* GOAL:
Retype the data from the start through the line that holds "<point>1015,692</point>", inclusive, without changing anything.

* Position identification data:
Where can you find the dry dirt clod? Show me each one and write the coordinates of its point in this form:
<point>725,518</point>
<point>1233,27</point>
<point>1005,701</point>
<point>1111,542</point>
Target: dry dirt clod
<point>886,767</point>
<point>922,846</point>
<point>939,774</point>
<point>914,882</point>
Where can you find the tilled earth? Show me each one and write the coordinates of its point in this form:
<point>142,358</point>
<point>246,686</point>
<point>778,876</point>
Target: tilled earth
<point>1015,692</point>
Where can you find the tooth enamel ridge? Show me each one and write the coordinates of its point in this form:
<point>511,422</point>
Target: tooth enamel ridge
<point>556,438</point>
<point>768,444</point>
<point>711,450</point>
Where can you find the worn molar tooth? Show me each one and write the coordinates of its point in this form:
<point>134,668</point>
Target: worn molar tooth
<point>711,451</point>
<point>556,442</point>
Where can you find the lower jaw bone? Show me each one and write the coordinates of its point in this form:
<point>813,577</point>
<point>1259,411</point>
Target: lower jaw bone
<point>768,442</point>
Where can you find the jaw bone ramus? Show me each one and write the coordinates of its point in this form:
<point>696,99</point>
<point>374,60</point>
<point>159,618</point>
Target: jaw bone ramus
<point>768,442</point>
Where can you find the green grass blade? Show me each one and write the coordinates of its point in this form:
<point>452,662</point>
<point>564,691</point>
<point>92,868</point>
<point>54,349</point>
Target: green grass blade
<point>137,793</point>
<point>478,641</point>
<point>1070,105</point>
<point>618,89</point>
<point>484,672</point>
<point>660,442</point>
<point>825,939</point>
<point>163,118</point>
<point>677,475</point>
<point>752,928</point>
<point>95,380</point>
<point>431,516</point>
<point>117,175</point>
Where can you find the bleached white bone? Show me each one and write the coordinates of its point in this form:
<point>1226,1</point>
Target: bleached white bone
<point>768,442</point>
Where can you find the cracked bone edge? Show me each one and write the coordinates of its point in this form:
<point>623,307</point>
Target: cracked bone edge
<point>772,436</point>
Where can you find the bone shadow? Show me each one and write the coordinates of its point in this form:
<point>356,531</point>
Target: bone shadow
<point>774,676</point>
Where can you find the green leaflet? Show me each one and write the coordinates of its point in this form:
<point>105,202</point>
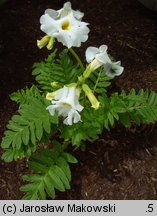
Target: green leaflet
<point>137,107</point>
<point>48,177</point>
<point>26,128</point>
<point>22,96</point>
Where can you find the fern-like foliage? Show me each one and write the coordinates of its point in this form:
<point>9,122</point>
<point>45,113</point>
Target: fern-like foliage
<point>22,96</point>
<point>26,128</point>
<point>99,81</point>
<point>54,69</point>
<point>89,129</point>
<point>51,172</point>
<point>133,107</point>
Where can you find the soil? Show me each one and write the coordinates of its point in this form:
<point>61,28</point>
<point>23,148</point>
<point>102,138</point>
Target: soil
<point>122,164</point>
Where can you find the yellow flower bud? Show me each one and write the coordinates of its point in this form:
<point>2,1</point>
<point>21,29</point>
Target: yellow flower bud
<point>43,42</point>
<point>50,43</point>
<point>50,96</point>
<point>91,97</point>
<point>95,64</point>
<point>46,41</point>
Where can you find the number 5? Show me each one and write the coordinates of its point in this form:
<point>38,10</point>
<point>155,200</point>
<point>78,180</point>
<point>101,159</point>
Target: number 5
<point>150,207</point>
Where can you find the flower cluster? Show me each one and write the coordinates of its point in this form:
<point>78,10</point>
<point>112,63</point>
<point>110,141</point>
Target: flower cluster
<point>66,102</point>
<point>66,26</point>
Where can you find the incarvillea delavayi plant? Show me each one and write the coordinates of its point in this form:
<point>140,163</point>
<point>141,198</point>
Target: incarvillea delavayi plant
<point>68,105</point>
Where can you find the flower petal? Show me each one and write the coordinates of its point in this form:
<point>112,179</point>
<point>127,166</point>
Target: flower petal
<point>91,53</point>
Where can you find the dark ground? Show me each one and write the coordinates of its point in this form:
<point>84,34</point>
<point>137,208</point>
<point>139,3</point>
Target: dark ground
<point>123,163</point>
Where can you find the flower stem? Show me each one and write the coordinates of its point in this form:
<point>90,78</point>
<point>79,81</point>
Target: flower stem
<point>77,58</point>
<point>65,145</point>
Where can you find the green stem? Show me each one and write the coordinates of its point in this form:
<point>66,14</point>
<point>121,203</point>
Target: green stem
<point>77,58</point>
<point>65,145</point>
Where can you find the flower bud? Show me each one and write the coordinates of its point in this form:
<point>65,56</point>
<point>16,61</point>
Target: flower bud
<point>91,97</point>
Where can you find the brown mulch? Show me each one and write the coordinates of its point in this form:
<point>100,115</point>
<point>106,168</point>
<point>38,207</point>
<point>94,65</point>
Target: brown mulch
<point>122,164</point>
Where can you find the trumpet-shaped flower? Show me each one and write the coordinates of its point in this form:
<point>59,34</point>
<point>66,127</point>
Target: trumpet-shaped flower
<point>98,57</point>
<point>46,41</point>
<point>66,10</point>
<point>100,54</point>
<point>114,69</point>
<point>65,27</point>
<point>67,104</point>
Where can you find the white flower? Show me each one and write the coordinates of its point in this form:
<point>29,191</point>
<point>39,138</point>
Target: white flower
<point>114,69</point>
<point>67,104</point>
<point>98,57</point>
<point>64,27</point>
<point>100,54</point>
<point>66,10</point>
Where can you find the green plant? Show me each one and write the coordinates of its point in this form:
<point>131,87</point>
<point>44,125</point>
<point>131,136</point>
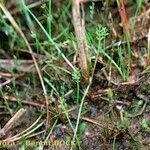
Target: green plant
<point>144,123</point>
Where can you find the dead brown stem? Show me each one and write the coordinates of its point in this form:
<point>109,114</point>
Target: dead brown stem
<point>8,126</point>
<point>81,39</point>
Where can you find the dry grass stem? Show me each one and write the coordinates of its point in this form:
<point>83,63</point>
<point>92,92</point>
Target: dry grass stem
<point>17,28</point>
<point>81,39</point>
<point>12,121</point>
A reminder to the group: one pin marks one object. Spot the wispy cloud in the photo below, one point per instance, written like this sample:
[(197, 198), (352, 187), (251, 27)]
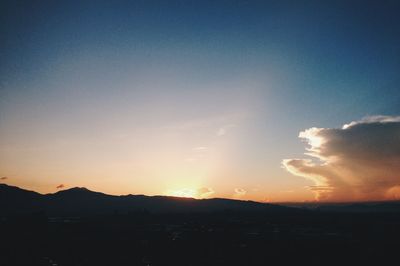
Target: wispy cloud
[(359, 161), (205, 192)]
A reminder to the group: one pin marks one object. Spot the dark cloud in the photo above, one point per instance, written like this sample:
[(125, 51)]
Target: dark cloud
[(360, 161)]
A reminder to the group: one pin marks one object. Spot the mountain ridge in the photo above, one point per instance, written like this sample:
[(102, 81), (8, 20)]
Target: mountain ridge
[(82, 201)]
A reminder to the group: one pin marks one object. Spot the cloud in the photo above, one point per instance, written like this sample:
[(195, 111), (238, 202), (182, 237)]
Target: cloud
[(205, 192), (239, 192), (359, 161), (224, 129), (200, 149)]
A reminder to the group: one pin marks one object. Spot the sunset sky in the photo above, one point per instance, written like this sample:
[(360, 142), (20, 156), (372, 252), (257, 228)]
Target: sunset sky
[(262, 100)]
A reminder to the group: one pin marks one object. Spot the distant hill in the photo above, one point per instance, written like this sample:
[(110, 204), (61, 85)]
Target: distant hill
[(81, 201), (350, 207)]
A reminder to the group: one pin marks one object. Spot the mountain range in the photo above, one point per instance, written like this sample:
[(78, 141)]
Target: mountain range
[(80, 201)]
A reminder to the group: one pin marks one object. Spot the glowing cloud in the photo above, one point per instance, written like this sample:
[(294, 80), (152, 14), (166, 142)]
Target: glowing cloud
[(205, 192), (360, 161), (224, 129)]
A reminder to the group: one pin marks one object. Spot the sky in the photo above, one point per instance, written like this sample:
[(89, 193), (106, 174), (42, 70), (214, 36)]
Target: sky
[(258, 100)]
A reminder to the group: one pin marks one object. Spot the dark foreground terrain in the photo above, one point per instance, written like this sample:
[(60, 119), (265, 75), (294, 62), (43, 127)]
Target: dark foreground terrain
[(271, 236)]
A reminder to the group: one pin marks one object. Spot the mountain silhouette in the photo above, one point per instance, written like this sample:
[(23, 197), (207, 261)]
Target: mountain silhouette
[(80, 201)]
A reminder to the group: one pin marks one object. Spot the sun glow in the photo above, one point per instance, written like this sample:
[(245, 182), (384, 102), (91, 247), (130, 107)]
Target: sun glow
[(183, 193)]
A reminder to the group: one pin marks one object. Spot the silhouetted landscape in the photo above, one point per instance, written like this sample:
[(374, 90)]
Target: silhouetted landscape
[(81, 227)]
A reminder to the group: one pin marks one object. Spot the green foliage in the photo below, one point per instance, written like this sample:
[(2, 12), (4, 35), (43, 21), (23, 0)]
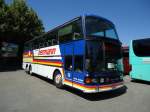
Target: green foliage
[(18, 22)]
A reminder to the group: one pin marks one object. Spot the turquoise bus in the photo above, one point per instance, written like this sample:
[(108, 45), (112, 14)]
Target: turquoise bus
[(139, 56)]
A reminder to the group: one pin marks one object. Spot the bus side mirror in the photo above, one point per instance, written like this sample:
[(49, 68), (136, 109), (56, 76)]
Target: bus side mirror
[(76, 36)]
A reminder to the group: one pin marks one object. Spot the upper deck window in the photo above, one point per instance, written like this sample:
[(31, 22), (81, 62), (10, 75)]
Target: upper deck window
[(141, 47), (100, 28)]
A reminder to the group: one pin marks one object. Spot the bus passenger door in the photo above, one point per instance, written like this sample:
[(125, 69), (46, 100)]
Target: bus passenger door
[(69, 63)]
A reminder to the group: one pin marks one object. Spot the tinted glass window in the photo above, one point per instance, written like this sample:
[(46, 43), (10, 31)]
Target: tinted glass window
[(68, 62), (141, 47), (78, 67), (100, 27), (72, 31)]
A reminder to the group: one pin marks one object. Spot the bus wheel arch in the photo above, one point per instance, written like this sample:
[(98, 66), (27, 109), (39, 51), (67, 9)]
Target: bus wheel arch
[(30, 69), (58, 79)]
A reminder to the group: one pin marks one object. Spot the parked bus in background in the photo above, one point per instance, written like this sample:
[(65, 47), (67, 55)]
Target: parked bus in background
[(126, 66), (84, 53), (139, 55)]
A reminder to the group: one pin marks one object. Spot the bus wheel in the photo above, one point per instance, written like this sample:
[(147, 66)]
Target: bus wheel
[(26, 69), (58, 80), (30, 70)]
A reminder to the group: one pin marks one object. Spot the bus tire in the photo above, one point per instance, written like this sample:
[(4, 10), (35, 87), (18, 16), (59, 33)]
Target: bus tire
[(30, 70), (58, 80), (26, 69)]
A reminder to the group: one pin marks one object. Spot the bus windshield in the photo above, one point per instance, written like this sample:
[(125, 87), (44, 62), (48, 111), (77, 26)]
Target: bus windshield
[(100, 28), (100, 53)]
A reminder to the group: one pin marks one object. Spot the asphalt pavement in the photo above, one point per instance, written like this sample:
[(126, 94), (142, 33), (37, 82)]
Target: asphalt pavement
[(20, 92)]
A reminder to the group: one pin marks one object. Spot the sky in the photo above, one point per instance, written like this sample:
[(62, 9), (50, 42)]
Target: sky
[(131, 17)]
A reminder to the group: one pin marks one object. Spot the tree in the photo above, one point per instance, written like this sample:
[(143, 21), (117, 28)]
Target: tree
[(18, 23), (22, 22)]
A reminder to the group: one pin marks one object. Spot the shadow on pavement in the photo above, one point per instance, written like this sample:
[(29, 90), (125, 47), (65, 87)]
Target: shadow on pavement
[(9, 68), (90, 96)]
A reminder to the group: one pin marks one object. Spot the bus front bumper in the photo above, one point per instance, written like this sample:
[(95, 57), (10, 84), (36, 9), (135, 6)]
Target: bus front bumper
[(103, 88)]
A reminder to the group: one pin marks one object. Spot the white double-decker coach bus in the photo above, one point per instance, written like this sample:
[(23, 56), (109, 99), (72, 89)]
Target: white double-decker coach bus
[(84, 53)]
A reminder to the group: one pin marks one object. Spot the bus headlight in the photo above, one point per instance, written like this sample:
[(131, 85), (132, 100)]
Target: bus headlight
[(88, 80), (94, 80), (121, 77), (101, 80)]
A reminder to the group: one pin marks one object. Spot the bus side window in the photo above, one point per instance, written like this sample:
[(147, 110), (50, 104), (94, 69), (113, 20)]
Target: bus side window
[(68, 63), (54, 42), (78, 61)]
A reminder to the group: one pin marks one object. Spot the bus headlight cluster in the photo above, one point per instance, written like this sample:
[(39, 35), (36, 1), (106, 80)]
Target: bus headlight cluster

* EXERCISE OUTPUT:
Where can you find the dry dirt clod? Show me each one and write the coordinates of its point in this form:
<point>725,518</point>
<point>1233,27</point>
<point>1005,701</point>
<point>1111,542</point>
Target: dry dirt clod
<point>886,767</point>
<point>922,846</point>
<point>939,774</point>
<point>914,882</point>
Where can you find the tilled earth? Show me each one and write the coordinates of its point in this form:
<point>142,358</point>
<point>246,686</point>
<point>778,876</point>
Target: tilled earth
<point>1015,692</point>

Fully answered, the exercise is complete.